Stored data entries:
BEGIN
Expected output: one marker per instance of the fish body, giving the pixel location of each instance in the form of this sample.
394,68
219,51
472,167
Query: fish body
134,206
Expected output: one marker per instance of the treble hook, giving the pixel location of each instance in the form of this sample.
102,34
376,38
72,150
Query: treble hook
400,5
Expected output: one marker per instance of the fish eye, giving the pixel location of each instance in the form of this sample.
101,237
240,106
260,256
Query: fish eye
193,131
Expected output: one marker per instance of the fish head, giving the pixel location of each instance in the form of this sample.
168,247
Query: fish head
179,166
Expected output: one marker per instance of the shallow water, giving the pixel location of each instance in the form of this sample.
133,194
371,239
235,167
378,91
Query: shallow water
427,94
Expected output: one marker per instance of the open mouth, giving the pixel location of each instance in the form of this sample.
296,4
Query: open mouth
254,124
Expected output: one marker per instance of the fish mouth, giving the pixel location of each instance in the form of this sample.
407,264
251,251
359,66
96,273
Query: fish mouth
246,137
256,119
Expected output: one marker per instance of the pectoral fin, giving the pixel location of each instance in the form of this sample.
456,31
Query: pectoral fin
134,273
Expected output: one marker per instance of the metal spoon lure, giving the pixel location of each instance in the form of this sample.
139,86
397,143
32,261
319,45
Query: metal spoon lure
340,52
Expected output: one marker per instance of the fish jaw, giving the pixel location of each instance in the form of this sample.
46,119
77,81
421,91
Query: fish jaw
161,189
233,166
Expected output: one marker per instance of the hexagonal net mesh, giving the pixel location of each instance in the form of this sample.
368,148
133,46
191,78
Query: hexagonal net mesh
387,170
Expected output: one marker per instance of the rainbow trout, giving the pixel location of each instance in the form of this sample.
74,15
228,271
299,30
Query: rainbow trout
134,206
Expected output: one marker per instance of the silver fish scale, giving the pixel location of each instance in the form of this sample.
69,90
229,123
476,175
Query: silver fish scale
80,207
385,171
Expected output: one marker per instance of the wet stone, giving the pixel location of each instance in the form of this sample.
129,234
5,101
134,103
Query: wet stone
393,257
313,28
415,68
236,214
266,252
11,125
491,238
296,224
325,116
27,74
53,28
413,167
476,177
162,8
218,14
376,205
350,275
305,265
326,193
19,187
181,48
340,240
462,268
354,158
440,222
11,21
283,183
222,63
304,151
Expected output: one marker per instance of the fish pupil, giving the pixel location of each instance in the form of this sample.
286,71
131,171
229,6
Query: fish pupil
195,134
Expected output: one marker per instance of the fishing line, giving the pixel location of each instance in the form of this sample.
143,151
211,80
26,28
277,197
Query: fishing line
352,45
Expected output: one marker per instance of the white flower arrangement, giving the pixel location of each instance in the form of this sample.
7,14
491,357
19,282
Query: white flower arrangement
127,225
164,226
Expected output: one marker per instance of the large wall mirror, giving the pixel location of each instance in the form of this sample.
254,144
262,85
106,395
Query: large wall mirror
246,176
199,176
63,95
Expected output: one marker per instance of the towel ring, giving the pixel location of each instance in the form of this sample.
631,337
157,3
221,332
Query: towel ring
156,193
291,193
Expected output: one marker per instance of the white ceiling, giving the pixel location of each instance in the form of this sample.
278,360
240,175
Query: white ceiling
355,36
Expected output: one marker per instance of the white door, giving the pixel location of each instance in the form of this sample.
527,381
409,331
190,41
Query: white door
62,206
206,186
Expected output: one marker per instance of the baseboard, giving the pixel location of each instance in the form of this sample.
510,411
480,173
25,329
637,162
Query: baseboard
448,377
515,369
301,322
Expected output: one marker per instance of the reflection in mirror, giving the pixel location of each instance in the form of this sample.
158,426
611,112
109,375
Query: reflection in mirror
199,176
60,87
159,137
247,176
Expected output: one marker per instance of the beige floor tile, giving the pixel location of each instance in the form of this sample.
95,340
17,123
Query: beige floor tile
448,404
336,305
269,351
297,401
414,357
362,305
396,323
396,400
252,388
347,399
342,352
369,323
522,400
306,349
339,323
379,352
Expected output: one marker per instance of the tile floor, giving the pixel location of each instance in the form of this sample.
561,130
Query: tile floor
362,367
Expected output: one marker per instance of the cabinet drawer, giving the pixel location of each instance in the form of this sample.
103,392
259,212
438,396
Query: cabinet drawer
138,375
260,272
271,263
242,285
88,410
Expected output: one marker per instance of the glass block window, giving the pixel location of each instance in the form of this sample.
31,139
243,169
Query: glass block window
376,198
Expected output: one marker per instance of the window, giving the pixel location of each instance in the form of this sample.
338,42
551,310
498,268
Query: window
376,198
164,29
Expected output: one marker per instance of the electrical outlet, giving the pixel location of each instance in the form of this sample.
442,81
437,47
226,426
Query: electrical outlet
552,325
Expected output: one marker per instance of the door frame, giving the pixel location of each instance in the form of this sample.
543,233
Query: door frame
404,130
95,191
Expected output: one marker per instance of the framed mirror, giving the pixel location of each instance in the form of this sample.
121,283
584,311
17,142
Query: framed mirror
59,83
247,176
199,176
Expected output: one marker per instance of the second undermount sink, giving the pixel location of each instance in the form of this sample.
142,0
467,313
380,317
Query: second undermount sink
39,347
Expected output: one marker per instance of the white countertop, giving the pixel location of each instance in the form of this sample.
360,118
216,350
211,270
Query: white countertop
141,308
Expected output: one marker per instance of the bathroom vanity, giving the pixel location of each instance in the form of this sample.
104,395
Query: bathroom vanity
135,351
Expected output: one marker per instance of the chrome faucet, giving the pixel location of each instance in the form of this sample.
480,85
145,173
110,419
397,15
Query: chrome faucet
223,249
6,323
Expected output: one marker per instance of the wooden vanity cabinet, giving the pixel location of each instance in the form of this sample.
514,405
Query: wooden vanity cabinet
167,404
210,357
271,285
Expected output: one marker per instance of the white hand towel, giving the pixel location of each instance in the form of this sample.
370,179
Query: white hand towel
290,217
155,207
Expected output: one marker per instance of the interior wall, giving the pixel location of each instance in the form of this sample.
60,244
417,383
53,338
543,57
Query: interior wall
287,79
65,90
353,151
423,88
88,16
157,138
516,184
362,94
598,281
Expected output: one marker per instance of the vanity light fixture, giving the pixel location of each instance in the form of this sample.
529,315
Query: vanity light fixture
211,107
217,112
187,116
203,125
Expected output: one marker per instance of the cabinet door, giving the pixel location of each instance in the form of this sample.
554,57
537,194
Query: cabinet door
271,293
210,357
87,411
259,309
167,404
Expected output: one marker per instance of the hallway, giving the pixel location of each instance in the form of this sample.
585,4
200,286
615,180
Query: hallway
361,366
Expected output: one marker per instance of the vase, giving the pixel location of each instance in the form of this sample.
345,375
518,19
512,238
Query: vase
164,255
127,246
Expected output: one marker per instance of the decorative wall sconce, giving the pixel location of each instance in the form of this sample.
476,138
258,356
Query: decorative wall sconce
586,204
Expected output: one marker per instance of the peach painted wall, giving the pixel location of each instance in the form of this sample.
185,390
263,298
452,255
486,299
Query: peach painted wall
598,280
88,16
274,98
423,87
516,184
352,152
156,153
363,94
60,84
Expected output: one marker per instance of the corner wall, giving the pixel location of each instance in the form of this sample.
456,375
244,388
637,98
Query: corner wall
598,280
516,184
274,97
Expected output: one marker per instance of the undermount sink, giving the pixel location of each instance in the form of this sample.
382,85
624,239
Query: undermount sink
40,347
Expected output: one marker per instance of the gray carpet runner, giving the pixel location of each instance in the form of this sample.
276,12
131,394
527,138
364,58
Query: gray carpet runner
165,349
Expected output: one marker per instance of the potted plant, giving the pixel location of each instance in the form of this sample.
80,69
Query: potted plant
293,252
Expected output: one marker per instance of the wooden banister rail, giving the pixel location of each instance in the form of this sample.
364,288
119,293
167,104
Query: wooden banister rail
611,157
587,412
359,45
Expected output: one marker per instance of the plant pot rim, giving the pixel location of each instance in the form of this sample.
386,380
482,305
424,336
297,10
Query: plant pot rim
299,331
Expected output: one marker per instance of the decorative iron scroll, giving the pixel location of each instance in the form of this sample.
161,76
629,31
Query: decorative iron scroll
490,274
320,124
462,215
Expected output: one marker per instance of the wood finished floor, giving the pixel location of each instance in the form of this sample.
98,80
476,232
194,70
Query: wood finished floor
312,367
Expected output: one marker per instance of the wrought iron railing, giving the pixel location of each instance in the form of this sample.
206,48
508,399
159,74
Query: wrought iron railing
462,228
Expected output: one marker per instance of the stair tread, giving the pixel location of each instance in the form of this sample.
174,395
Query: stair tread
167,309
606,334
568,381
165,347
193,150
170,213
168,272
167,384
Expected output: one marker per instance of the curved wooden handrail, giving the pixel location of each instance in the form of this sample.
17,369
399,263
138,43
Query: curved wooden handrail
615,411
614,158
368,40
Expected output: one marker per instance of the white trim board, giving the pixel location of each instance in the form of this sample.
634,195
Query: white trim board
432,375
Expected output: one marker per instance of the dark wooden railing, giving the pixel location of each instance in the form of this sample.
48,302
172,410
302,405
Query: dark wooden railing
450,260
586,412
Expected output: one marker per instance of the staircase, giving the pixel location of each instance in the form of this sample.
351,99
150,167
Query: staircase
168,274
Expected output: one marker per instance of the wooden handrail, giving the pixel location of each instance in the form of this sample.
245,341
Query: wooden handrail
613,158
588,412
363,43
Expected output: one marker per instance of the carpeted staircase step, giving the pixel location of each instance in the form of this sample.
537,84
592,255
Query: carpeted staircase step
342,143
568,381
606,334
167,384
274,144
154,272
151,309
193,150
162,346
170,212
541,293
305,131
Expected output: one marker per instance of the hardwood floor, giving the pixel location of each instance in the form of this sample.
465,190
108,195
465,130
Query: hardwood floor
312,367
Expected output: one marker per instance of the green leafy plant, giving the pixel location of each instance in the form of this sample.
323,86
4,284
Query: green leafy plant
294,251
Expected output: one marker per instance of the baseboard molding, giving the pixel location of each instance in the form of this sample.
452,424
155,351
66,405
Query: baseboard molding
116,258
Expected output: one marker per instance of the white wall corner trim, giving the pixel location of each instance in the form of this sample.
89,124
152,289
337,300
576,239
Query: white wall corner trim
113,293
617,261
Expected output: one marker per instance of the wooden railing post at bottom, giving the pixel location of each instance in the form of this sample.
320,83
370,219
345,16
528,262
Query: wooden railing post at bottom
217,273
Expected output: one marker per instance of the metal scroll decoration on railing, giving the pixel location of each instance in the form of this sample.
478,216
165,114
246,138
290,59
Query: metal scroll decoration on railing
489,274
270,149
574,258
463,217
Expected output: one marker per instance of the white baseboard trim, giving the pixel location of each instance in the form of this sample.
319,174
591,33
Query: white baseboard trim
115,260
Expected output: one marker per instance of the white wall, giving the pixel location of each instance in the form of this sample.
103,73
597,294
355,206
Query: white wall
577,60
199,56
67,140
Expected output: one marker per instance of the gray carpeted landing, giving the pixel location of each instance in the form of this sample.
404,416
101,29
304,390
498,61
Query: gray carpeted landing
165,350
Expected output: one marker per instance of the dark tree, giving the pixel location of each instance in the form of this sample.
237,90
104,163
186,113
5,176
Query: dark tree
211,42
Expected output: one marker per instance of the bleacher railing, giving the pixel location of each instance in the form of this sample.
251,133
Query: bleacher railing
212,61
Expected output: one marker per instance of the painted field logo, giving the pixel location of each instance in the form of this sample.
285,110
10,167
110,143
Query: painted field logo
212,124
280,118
END
## Your task
Give back, word for word, the lines from the one with "Expected output: one marker per instance of the painted" through the last line of the entries, both included, and no other line.

## Exercise result
Expected output: one marker per instance of the painted field logo, giving the pixel location of each instance in the form of this sample.
285,110
10,167
110,143
Query: painted field logo
212,124
280,118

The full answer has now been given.